#### WORK ORDER A
Please list the forms of suffering that the Black Lives Matter t-shirt essay below names as falling disproportionately on black people.
#### WORK ORDER B
In the Black Lives Matter t-shirt essay below, how many children did the woman in the Central America story have?

#### TEXT EXCERPT
----------

Why I wear my Black Lives Matter t-shirt

There’s a pretty simple reason why I wear a BLM t-shirt and support the BLM movement.

It has everything to do with the God I believe in, that is, a God who is Creator of all humanity.

“La una que sufriendo mas.”

Many years ago, I was in Central America. I heard a story about a woman who had 13 children. Someone asked her, “Which do you love the most?” She paused. And she spoke, in Spanish: “La una que sufriendo más.”

The one who suffers more.

In the same way, I support the BLM movement because it states that black people – right now and for a lot of history – are suffering. More.

If a person doesn’t believe or acknowledge that black people in America are suffering in a unique way – and more than the rest of us – then I understand why BLM doesn’t make sense. If you don’t believe that black people bear a disproportionate amount of suffering from police brutality and terror, mass incarceration, generational poverty, environmental racism, and more, then I get why you might be tempted to discredit the BLM movement by stating it’s unnecessary to defend one group when other groups also face discrimination, poverty, hate, and the like. You might even be tempted to equalize suffering and say all people suffer and, ergo, all lives matter.

Please don’t be that person. Read the articles linked above and devote yourself to finding out all your can about the systematic oppression and exploitation of black life to create the United States.

We need to give special attention to the suffering of black Americans; los que más sufren… because that’s what God does.

"Is anyone crying for help? God is listening,
ready to rescue you.
If your heart is broken, you’ll find God right there;
if you’re kicked in the gut, she’ll help you catch your breath."

Psalm 34, The Message Translation, pronoun my addition

My friend says, “You wouldn’t see me saying ‘all diseases matter’ when you wear a breast cancer ribbon. You are acknowledging the special way in which breast cancer patients are suffering, and wearing a ribbon to draw attention to that cause.”

It’s true. Wearing a BLM shirt, for me, means I’m drawing attention to the terror, murder, discrimination, and shortened life spans our black American brothers and sisters face every damn day. Just like wearing a breast cancer awareness ribbon doesn’t mean you have no concern for prostate cancer. Or ovarian cancer.

In the wake of so many generations of brutalization, terror and exploitation – and in the presence of my dark-skinned sisters and brothers still enduring treatment that makes them feel as though their lives do not have value, I must affirm – in word, deed, and t-shirt that, indeed, Black Lives Matter.

----------

#### DATASET
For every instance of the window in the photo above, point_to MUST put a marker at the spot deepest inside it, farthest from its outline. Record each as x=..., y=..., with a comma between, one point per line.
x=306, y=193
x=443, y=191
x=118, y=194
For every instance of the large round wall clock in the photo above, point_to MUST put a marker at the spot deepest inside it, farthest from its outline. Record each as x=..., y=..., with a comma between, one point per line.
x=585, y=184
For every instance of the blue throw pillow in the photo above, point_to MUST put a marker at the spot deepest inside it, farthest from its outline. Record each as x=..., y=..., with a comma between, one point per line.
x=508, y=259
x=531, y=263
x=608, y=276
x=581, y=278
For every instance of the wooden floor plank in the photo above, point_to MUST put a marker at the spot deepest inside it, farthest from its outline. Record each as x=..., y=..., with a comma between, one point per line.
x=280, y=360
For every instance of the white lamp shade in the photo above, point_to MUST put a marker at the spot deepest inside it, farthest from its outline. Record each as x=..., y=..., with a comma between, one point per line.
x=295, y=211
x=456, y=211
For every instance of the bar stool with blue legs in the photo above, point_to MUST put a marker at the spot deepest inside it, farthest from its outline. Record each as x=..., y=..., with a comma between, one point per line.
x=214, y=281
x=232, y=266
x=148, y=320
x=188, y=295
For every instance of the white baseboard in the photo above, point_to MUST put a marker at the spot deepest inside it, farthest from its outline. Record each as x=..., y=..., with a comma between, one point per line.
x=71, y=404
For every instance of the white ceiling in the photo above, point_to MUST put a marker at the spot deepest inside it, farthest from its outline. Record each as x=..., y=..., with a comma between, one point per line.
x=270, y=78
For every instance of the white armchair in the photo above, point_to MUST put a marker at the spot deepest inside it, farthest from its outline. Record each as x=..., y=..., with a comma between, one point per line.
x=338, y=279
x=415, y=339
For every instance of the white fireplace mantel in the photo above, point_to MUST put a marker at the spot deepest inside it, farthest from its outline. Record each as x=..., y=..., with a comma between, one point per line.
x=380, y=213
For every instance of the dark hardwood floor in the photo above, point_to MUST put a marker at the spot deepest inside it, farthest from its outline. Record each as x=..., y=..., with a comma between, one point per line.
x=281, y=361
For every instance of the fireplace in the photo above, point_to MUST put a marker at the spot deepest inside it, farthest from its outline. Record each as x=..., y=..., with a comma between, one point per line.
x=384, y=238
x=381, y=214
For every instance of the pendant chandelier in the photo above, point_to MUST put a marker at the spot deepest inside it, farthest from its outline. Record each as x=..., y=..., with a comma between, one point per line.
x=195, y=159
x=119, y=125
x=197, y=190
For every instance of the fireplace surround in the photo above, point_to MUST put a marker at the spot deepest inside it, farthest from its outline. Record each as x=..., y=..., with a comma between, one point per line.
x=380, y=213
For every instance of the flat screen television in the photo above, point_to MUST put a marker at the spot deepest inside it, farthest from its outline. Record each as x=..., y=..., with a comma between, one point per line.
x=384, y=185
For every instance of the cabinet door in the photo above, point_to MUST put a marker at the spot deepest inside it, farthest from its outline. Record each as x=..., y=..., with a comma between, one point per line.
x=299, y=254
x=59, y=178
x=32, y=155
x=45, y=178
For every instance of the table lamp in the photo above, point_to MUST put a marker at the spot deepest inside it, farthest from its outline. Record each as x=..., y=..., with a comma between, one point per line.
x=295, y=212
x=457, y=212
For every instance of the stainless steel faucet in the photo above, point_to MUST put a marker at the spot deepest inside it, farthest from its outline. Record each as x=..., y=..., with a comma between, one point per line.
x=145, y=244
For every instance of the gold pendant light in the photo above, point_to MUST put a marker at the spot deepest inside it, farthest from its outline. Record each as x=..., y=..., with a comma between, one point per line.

----------

#### RESULT A
police brutality and terror
mass incarceration
generational poverty
environmental racism

#### RESULT B
13